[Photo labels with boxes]

--- start ---

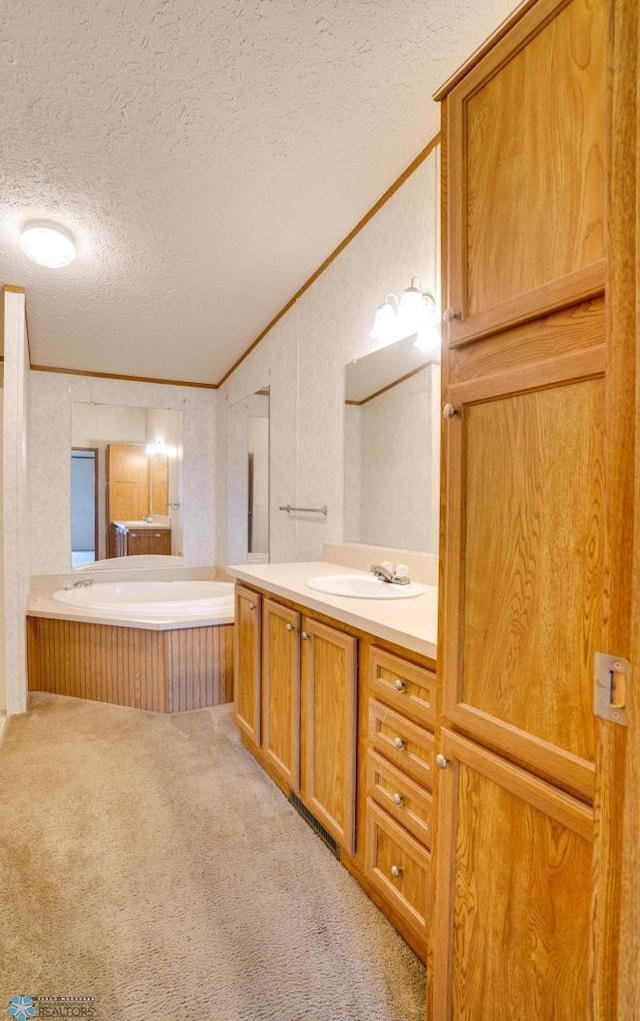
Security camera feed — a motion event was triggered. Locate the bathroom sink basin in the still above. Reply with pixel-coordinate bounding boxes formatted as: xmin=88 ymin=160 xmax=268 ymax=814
xmin=307 ymin=575 xmax=425 ymax=599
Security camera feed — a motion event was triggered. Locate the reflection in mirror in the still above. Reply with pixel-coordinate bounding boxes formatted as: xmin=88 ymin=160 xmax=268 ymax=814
xmin=227 ymin=387 xmax=269 ymax=564
xmin=71 ymin=402 xmax=183 ymax=569
xmin=344 ymin=337 xmax=440 ymax=554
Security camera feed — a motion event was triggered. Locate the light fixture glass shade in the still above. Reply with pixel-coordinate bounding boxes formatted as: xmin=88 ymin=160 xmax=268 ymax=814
xmin=20 ymin=223 xmax=76 ymax=270
xmin=370 ymin=295 xmax=397 ymax=344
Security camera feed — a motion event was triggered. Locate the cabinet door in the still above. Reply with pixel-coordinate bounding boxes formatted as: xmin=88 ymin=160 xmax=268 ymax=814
xmin=301 ymin=617 xmax=357 ymax=854
xmin=262 ymin=599 xmax=300 ymax=790
xmin=432 ymin=730 xmax=592 ymax=1021
xmin=106 ymin=443 xmax=149 ymax=527
xmin=127 ymin=528 xmax=171 ymax=556
xmin=445 ymin=0 xmax=607 ymax=345
xmin=234 ymin=585 xmax=262 ymax=744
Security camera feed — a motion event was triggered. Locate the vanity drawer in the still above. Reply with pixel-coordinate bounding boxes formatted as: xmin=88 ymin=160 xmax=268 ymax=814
xmin=368 ymin=645 xmax=436 ymax=727
xmin=368 ymin=698 xmax=434 ymax=789
xmin=365 ymin=798 xmax=431 ymax=937
xmin=366 ymin=749 xmax=433 ymax=847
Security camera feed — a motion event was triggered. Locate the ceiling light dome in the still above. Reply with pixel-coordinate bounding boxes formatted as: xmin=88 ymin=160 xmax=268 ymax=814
xmin=20 ymin=221 xmax=76 ymax=270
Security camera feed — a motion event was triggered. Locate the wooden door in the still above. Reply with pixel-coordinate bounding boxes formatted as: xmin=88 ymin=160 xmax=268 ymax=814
xmin=106 ymin=443 xmax=149 ymax=533
xmin=234 ymin=585 xmax=262 ymax=746
xmin=149 ymin=453 xmax=168 ymax=516
xmin=300 ymin=617 xmax=357 ymax=854
xmin=431 ymin=0 xmax=635 ymax=1008
xmin=262 ymin=599 xmax=300 ymax=790
xmin=433 ymin=730 xmax=596 ymax=1021
xmin=437 ymin=0 xmax=607 ymax=345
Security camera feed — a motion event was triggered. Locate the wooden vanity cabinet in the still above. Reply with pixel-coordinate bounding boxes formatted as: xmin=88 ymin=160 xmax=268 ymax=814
xmin=436 ymin=0 xmax=607 ymax=347
xmin=364 ymin=645 xmax=436 ymax=957
xmin=300 ymin=617 xmax=357 ymax=855
xmin=235 ymin=584 xmax=435 ymax=960
xmin=429 ymin=0 xmax=629 ymax=1008
xmin=261 ymin=597 xmax=300 ymax=791
xmin=234 ymin=585 xmax=262 ymax=747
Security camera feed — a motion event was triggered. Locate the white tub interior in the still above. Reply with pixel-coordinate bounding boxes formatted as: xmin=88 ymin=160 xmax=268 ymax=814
xmin=53 ymin=581 xmax=234 ymax=618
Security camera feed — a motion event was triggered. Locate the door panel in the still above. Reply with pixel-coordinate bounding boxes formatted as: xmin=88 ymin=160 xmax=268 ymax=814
xmin=301 ymin=617 xmax=357 ymax=854
xmin=234 ymin=585 xmax=261 ymax=745
xmin=443 ymin=361 xmax=604 ymax=799
xmin=262 ymin=599 xmax=300 ymax=790
xmin=447 ymin=0 xmax=606 ymax=345
xmin=459 ymin=380 xmax=603 ymax=762
xmin=434 ymin=730 xmax=593 ymax=1021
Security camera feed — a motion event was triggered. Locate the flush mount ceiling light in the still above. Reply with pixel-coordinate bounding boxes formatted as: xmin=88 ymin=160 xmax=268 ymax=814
xmin=370 ymin=277 xmax=440 ymax=352
xmin=20 ymin=221 xmax=76 ymax=270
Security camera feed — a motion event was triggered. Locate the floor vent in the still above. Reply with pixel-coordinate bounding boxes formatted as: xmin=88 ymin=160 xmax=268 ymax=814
xmin=289 ymin=790 xmax=340 ymax=861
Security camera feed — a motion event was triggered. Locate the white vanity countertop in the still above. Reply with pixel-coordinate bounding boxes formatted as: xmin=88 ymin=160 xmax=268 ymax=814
xmin=227 ymin=561 xmax=438 ymax=660
xmin=111 ymin=520 xmax=170 ymax=532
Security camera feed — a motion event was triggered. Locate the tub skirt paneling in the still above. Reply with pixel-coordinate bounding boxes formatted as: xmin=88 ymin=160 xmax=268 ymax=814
xmin=27 ymin=617 xmax=234 ymax=713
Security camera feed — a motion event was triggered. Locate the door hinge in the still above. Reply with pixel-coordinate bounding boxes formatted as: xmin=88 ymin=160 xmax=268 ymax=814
xmin=593 ymin=652 xmax=631 ymax=727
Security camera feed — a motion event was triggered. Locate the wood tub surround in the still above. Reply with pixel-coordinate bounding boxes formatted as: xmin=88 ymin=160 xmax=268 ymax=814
xmin=27 ymin=617 xmax=234 ymax=713
xmin=235 ymin=581 xmax=435 ymax=961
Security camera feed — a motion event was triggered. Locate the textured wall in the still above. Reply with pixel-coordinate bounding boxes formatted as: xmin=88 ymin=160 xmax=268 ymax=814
xmin=0 ymin=292 xmax=30 ymax=713
xmin=217 ymin=150 xmax=439 ymax=565
xmin=30 ymin=372 xmax=217 ymax=575
xmin=0 ymin=0 xmax=514 ymax=382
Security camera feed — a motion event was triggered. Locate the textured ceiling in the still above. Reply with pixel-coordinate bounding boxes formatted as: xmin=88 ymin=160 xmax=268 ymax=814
xmin=0 ymin=0 xmax=515 ymax=382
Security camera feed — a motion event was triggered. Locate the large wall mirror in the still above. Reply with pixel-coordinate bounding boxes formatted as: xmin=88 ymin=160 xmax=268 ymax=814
xmin=227 ymin=387 xmax=269 ymax=564
xmin=70 ymin=402 xmax=183 ymax=570
xmin=344 ymin=337 xmax=440 ymax=553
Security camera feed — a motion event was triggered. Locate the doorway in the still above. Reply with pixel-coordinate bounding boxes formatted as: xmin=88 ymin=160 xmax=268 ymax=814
xmin=71 ymin=447 xmax=98 ymax=570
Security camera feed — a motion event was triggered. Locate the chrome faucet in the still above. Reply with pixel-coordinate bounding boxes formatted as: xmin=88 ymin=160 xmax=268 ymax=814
xmin=368 ymin=564 xmax=410 ymax=585
xmin=64 ymin=578 xmax=93 ymax=592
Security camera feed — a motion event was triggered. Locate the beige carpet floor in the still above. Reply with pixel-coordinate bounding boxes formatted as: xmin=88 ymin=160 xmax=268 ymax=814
xmin=0 ymin=694 xmax=425 ymax=1021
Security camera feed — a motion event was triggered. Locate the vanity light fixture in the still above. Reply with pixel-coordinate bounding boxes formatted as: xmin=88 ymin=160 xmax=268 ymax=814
xmin=370 ymin=277 xmax=440 ymax=353
xmin=20 ymin=221 xmax=76 ymax=270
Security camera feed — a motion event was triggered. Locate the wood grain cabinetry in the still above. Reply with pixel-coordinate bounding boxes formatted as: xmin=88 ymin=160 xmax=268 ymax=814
xmin=364 ymin=646 xmax=436 ymax=953
xmin=236 ymin=584 xmax=435 ymax=959
xmin=434 ymin=730 xmax=595 ymax=1021
xmin=300 ymin=617 xmax=357 ymax=854
xmin=430 ymin=0 xmax=624 ymax=1008
xmin=236 ymin=585 xmax=357 ymax=854
xmin=108 ymin=521 xmax=171 ymax=556
xmin=437 ymin=0 xmax=607 ymax=346
xmin=234 ymin=585 xmax=262 ymax=745
xmin=261 ymin=598 xmax=300 ymax=790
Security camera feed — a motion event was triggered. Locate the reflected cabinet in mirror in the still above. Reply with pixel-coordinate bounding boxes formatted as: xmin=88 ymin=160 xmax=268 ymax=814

--- end ---

:: To be done ::
Please retype everything from the start of the items above down to the line containing "xmin=307 ymin=575 xmax=425 ymax=599", leaving out the pictures.

:: Right answer ::
Security camera feed — a motion event was triggered. Locate the bathroom sink basin in the still above. Reply with pixel-coordinate bounding boxes formatted as: xmin=88 ymin=160 xmax=268 ymax=814
xmin=307 ymin=575 xmax=425 ymax=599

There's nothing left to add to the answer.